## Challenges
(1) Please answer these questions about the passage on Taylor and GOGI:
(a) At which prison did Taylor volunteer?
(b) What does the name GOGI stand for?
(c) How many core positive decision-making tools does GOGI teach?
(2) Continue the passage on Taylor and GOGI, picking up after its last sentence.

## Text block
----

Taylor was also a struggling single parent with what she describes as “no real identifiable
career track.” She felt imprisoned.
“My life wasn’t turning out the way I had planned,” Taylor says. “I was miserable.”
The unexpected connection Taylor experienced at the prison inspired her to volunteer
at Terminal Island federal prison in San Pedro, California. She led discussions with
inmates about being in prison, feeling trapped, and how to change their lives. As
she listened to the men she began to understand her own internal prison.
“They’d say, ‘I’m internally free,’ ‘I found God,’ or ‘I found education,’” and I
thought, ‘Wow, these men are happier than I have ever been. Why?’ In helping the prisoners,
I was really helping myself,” Taylor says. “I remember thinking, ‘Miracles could happen
here. There is unlimited potential for healing and to change from the inside out.’
I knew I could help them and I thought they could help me, too.”
Over the next decade, as Taylor listened to inmates discuss how they coped and improved
their behavior despite confinement, she discovered her own healing and happiness.
Inspired to share with other prisoners what she’d learned, Taylor developed a leadership
development/positive reinforcement training curriculum that prisoner participants
describe as a “way of life” to help incarcerated men and women transform themselves
into happy, productive citizens of their communities. She called it Getting Out By
Going In, or GOGI.
“People are always telling us the answers to our greatest problems, but we often refuse
to listen. When we really listen, all of the answers are right there,” Taylor says.
“The prisoners taught me the tools which gave me my freedom and now I am obligated
to share them with the men, women, and children who are in jails and prisons throughout
the United States.”
A nonprofit fully staffed by volunteers, GOGI helps rehabilitate prisoners through
the teaching of 12 core positive decision-making tools in group workshops and self-teaching.

----

## Information shown
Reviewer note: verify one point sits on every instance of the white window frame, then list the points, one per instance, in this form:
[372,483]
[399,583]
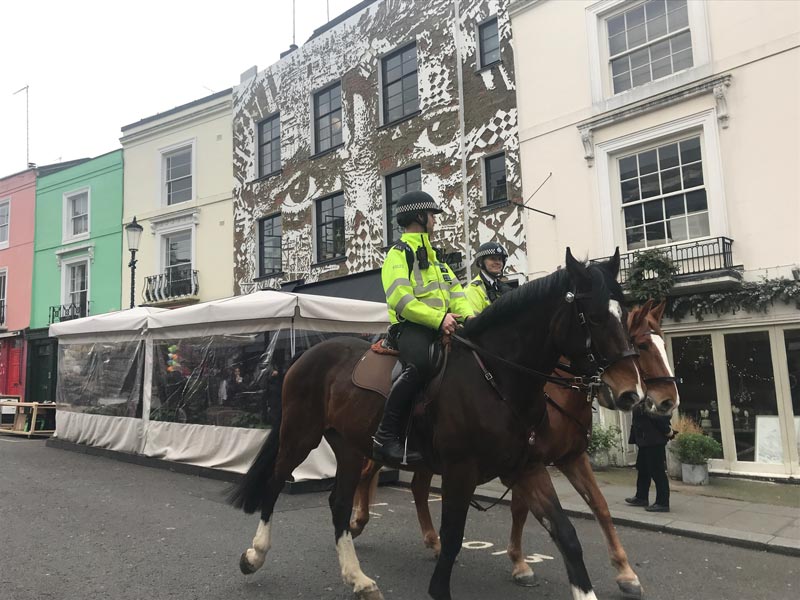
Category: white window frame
[7,202]
[4,296]
[478,50]
[66,222]
[609,206]
[65,265]
[162,166]
[484,178]
[599,59]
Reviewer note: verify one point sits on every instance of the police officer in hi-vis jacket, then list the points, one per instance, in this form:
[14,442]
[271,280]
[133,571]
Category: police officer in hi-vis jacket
[426,300]
[488,285]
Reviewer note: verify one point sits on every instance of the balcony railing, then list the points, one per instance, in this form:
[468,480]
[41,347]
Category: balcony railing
[691,258]
[176,283]
[67,312]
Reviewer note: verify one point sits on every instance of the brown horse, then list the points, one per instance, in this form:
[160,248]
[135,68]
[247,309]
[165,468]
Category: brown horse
[564,441]
[474,432]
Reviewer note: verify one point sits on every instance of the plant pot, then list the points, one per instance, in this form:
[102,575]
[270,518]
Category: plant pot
[600,460]
[695,474]
[673,464]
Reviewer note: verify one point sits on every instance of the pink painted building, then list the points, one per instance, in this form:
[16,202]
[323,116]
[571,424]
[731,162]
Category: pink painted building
[17,204]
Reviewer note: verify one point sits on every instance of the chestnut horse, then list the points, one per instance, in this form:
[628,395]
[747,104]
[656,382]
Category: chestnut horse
[564,440]
[473,432]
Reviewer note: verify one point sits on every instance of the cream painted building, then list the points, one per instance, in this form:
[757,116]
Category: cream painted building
[178,185]
[676,125]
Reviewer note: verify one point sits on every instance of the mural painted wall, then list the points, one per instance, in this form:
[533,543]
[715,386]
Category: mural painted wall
[351,52]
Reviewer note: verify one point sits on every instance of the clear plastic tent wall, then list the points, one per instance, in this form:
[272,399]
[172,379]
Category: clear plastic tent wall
[210,376]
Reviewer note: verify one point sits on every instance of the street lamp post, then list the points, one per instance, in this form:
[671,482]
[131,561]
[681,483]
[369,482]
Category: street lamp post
[134,231]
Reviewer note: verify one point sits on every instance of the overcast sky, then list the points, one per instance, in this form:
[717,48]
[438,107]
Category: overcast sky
[93,66]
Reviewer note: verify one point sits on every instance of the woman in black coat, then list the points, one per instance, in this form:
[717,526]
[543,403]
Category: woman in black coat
[650,433]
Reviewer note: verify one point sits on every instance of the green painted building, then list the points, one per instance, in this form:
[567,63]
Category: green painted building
[77,255]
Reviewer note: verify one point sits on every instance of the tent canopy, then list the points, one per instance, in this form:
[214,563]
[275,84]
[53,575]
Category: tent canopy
[129,321]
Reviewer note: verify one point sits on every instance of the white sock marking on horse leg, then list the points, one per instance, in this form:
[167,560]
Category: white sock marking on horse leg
[579,595]
[351,569]
[261,545]
[615,309]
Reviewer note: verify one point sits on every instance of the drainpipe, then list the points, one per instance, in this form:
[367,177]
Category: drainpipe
[462,134]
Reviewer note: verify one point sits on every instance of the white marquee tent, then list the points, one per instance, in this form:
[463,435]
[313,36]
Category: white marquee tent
[103,358]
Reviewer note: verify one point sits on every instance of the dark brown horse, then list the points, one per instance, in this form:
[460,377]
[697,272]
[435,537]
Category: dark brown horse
[479,432]
[563,442]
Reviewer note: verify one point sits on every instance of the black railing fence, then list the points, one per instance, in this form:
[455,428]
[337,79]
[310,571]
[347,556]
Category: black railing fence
[691,258]
[175,283]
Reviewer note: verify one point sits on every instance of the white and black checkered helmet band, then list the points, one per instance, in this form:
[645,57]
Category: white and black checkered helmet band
[491,250]
[416,202]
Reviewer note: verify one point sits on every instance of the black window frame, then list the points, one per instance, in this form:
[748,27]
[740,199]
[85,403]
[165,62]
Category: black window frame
[262,236]
[488,172]
[483,52]
[390,200]
[335,137]
[272,144]
[322,222]
[407,108]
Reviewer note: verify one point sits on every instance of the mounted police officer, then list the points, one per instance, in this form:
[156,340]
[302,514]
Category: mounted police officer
[488,285]
[425,300]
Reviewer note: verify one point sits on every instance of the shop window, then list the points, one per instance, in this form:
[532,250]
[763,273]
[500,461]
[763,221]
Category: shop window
[754,404]
[694,368]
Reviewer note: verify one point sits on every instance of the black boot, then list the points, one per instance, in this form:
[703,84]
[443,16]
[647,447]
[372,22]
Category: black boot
[387,446]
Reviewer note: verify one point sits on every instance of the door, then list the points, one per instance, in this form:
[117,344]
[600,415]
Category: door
[42,385]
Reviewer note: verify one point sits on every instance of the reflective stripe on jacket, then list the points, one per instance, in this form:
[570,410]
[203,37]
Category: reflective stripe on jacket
[476,294]
[422,296]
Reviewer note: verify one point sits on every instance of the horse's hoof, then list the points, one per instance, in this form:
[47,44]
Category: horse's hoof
[526,580]
[369,594]
[245,566]
[631,590]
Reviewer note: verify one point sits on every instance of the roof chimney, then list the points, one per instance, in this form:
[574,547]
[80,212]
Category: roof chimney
[291,49]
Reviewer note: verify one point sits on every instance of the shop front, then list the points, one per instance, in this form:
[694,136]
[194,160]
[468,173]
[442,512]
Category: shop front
[740,383]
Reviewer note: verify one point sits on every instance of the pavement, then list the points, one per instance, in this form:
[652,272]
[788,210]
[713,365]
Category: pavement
[752,514]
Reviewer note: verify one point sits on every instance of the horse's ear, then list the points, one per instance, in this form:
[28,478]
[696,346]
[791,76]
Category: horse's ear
[576,269]
[639,316]
[657,312]
[613,264]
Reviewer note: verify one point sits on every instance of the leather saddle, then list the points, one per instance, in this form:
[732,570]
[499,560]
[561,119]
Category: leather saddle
[380,365]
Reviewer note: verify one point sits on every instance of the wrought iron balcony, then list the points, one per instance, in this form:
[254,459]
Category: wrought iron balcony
[691,258]
[67,312]
[176,283]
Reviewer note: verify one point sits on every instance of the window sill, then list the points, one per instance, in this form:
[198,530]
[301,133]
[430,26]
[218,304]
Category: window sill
[269,276]
[495,205]
[407,117]
[488,67]
[267,176]
[330,261]
[328,151]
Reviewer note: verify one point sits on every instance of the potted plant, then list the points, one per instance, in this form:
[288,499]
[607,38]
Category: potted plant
[603,440]
[694,450]
[683,424]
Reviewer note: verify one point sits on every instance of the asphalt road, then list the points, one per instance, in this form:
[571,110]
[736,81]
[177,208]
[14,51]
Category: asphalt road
[81,527]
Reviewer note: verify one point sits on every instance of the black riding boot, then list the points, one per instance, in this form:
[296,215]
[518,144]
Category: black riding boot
[387,446]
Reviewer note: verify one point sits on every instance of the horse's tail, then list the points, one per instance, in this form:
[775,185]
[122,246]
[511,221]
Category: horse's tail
[249,492]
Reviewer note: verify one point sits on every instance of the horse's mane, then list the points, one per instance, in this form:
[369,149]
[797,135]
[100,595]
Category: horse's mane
[509,306]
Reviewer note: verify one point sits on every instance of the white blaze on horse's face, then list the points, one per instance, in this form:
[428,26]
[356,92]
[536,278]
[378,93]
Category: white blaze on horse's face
[658,343]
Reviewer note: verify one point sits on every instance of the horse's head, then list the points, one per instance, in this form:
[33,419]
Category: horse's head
[644,325]
[596,339]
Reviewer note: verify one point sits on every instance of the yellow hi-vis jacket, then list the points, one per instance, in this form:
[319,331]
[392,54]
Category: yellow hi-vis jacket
[422,296]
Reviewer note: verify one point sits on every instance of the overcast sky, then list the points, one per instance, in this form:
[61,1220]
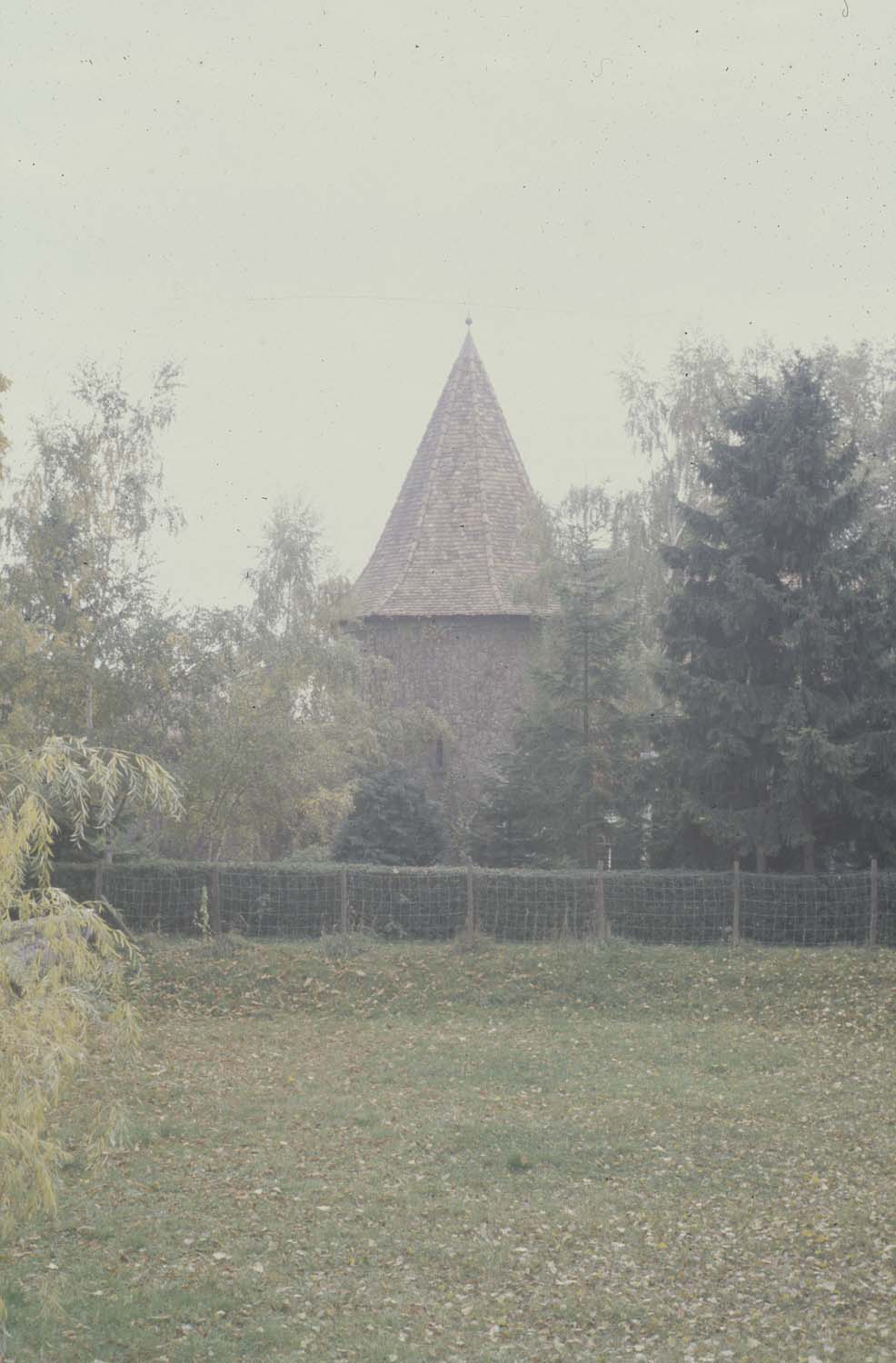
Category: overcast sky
[300,202]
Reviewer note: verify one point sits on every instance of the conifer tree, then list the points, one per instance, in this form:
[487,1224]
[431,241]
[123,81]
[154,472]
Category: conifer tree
[779,642]
[392,822]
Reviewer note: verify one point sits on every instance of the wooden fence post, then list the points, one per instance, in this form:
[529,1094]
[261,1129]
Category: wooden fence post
[873,920]
[214,902]
[601,907]
[735,905]
[343,900]
[473,916]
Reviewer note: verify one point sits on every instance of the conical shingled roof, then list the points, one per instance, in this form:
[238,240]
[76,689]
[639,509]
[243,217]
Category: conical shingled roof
[459,539]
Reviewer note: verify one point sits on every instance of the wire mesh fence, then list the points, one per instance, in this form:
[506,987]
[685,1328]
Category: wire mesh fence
[441,902]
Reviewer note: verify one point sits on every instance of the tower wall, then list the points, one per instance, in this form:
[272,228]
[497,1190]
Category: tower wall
[473,671]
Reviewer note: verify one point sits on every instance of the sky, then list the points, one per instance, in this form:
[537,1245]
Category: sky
[300,202]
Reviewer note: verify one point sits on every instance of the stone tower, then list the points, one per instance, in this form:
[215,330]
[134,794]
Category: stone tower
[443,594]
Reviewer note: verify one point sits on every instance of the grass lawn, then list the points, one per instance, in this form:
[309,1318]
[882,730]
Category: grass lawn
[422,1155]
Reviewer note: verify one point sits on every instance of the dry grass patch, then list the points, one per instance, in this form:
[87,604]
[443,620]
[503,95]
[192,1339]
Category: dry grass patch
[417,1155]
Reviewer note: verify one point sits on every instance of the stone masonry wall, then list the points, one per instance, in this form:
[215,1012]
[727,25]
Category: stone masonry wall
[473,672]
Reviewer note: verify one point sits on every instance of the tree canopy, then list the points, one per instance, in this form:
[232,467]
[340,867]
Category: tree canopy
[779,640]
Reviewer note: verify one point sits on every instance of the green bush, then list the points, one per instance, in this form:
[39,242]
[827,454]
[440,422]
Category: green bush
[392,822]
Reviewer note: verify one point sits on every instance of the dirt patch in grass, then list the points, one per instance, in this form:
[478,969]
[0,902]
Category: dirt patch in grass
[420,1155]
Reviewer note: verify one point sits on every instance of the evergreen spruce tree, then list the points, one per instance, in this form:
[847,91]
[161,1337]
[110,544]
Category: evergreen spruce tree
[779,642]
[565,785]
[392,822]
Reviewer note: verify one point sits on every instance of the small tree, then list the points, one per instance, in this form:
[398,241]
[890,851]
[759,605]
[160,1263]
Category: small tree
[392,822]
[62,967]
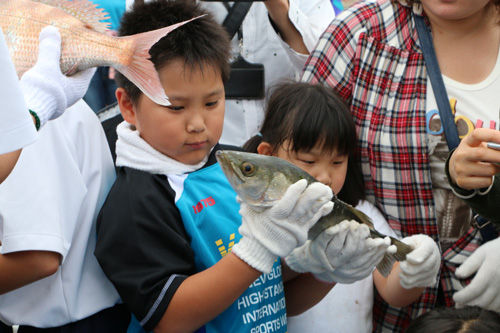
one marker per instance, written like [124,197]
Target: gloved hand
[484,289]
[275,231]
[342,253]
[47,91]
[364,260]
[313,255]
[422,265]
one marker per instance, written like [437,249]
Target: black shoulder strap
[444,108]
[486,228]
[235,17]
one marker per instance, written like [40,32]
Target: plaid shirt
[371,55]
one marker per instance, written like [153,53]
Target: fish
[261,180]
[85,41]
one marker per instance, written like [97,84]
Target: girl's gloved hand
[422,265]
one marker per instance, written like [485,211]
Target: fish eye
[247,168]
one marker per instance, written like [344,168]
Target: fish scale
[84,41]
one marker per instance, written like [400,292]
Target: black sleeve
[142,245]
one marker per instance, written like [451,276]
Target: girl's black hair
[470,319]
[305,115]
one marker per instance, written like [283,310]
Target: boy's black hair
[470,319]
[199,43]
[306,115]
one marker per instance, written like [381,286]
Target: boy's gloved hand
[422,265]
[484,289]
[275,231]
[47,91]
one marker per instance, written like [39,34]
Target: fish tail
[385,266]
[141,71]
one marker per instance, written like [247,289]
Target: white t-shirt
[261,44]
[16,125]
[474,106]
[348,307]
[50,202]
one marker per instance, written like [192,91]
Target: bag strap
[486,228]
[444,108]
[235,17]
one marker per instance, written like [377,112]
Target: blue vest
[209,211]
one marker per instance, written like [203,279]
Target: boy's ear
[265,149]
[126,105]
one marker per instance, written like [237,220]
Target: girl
[311,127]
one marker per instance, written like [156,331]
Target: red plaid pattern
[371,56]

----

## Answers to the exercise
(1)
(a) Terminal Island federal prison in San Pedro, California
(b) Getting Out By Going In
(c) 12

(2)
Taylor and her team of formerly incarcerated coaches travel to prisons to teach actions
like “Five Second Light Switch” (replace
old, automatic thoughts with new, positive behavior) and “Positive Actions: The Three
Ps” (Is it powerful? Is it productive? Is it positive?).
GOGI is introduced in different ways. Often, one prisoner shares their donor-paid
GOGI book with their cellmate. When a significant number of inmates at a prison study
GOGI, they often request a workshop, which is also donor-funded. Workshops are run
by Taylor and other volunteers, who are known as “coaches.” The GOGI books and training
materials have reached tens of thousands of prisoners in 37 states, and counting.
The GOGI mailroom receives hundreds of letters each week from prisoners requesting
information, or reporting on their weekly GOGI group meetings in their respective
facilities.
Taylor wishes GOGI could reach more inmates, but the organization is donation driven
and fundraising is limited since much of the support comes from former and current
inmates and their families.
“Coach Taylor is an incredible human being who’s given her whole life to this cause,"
says Leigh Erin Carlson, GOGI national director of programs. “She’ll often say about
its success that, ‘It’s not me, it’s because of the prisoners.’”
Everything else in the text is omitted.